AIM 1 -> Keep only the lines of the records below that contain the string "arched", and copy each of them out.

ARTICLE ->
Upgrade suspect Power Cooling Units (Sun p/n 300-1454-01) by replacing the
Power Cooling Unit battery packs (370-3956-01).  The battery packs can be
replaced by following the below instructions.

----------------------------------------------
PART 1 - StorEdge T3 PCU Replacement Procedure
----------------------------------------------

PRE-REQUISITES:

1.) First identify if the T3 contains PCUs within suspected serial number
    range.  Refer to the Part 5 below.

    If YES, then continue on.  If NO, stop. FCO implementation not required.

2.) Verify that all loop cables (for ES config) and MIAs are screwed down
    tightly by using a small flathead screwdriver and tigntening each loop
    cable. Be very careful not to disconnect any loop cable. If you notice
    a loop cable that is not screwed in at all, notify customer.

3.) Verify all controllers and loop cards are in their prospective slots
    securely by pushing on each card and verifying that all latches are
    in the locked position.

4.) Verify that all PCUs are in their prospective slots securely by
    pushing on each PCU and verifying that the PCU latches are in the
    locked position.

5.) Type "fru stat" to check ALL T3 FRUs are in a healthy state
    and that their LEDs are in their normal state before proceeding.

6.) Type "date" and "tzset" to check if the date and
    timezone are correct.  If not, use the "date" and "tzset"
command to
    set the date and timezone, respectively.

7.) Type "refresh -s" to check that no battery refresh is running
before
    proceeding.  Also, check if the "Next Refresh" won't begin shortly
after
    executing this FCO.  If yes, the "Next Refresh" should be
re-scheduled to a
    later time (24 hours).  Refer to the Field Service Manual or Part 3 below
    for changing the refresh time (BAT_BEG) in the file /etc/schd.conf.

    If battery status is reported as "Low", this is ok as the purpose
of this 
    FCO is to replace it.

8.) Type "proc list" to check that no drive reconstruction is running
before 
    proceeding.

9.) It is recommended that the customer be at T3 firmware 1.17b when executing
    this procedure and that this be done during a maintenance window to
minimize
    disruption to customer operation.

10.) Have 1 or 2 spare T3 controllers and PCUs, on site.

11.) Be aware of FIN I0745-1 relating to possible PCU midplane connector
     damages.  Have a spare chassis available if damages are discovered.

INFORMATION GIVEN ->
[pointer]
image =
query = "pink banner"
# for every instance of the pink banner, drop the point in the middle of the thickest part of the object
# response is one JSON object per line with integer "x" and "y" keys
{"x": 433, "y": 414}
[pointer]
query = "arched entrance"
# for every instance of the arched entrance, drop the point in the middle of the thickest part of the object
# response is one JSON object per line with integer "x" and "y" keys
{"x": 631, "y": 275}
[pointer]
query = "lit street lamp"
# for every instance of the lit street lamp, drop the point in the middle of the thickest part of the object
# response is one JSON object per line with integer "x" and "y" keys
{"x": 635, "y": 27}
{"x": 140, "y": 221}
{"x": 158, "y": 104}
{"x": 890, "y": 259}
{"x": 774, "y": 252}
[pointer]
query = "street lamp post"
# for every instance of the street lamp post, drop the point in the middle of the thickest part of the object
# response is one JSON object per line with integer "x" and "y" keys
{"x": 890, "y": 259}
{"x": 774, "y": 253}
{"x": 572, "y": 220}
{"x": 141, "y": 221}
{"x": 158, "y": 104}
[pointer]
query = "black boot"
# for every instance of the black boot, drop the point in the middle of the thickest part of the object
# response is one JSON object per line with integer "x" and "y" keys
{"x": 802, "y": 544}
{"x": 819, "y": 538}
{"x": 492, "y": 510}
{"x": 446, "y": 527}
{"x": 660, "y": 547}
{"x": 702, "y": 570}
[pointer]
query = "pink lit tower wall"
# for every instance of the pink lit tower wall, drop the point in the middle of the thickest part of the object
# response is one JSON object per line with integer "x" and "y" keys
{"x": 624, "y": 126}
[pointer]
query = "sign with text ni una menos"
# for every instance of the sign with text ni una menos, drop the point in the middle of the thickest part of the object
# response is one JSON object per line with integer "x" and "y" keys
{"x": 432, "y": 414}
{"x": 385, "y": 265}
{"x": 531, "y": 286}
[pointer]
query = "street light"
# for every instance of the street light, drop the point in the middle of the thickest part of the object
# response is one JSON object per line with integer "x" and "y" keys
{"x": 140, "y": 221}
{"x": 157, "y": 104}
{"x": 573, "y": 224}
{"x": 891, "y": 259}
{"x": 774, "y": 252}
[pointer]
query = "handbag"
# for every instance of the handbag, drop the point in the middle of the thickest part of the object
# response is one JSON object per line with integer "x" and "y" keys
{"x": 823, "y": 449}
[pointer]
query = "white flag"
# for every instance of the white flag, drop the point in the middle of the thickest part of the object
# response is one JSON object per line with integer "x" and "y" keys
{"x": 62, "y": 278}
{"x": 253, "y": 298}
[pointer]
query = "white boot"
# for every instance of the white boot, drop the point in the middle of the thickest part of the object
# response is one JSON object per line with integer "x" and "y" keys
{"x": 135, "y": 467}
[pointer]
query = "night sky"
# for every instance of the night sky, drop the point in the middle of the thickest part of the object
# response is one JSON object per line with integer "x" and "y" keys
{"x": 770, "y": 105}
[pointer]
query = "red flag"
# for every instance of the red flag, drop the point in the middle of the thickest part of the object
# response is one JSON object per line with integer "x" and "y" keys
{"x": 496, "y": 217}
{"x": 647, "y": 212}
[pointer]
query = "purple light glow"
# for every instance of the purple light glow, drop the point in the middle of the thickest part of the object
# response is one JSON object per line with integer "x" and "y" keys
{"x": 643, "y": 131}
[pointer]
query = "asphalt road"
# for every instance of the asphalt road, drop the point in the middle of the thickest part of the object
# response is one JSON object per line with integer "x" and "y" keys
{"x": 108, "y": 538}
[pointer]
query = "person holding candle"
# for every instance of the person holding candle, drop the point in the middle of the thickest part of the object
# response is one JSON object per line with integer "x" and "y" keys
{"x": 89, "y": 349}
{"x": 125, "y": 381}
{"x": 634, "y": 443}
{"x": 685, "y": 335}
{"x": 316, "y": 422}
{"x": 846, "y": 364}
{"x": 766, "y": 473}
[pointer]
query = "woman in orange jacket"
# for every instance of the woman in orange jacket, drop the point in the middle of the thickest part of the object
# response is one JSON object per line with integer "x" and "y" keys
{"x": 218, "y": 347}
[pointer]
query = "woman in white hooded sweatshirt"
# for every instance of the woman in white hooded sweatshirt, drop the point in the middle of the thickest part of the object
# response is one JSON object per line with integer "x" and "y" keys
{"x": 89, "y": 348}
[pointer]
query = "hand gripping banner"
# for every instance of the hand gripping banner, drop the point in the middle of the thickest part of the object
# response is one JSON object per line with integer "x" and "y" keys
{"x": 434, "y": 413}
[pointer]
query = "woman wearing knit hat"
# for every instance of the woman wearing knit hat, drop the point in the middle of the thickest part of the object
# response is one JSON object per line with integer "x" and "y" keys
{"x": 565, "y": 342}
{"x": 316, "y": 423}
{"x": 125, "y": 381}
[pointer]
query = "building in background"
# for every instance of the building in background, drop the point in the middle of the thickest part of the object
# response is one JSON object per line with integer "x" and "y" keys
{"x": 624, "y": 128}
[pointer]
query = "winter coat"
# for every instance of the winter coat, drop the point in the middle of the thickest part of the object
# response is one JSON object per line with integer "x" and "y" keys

AIM 2 -> Translate this sentence from the PCU replacement procedure above into Spanish: "Have a spare chassis available if damages are discovered."

EXPECTED ANSWER 1 ->
query = "arched entrance"
# for every instance of the arched entrance, drop the point in the middle of the thickest part of the object

EXPECTED ANSWER 2 -> Tenga disponible un chasis de repuesto si se descubren daños.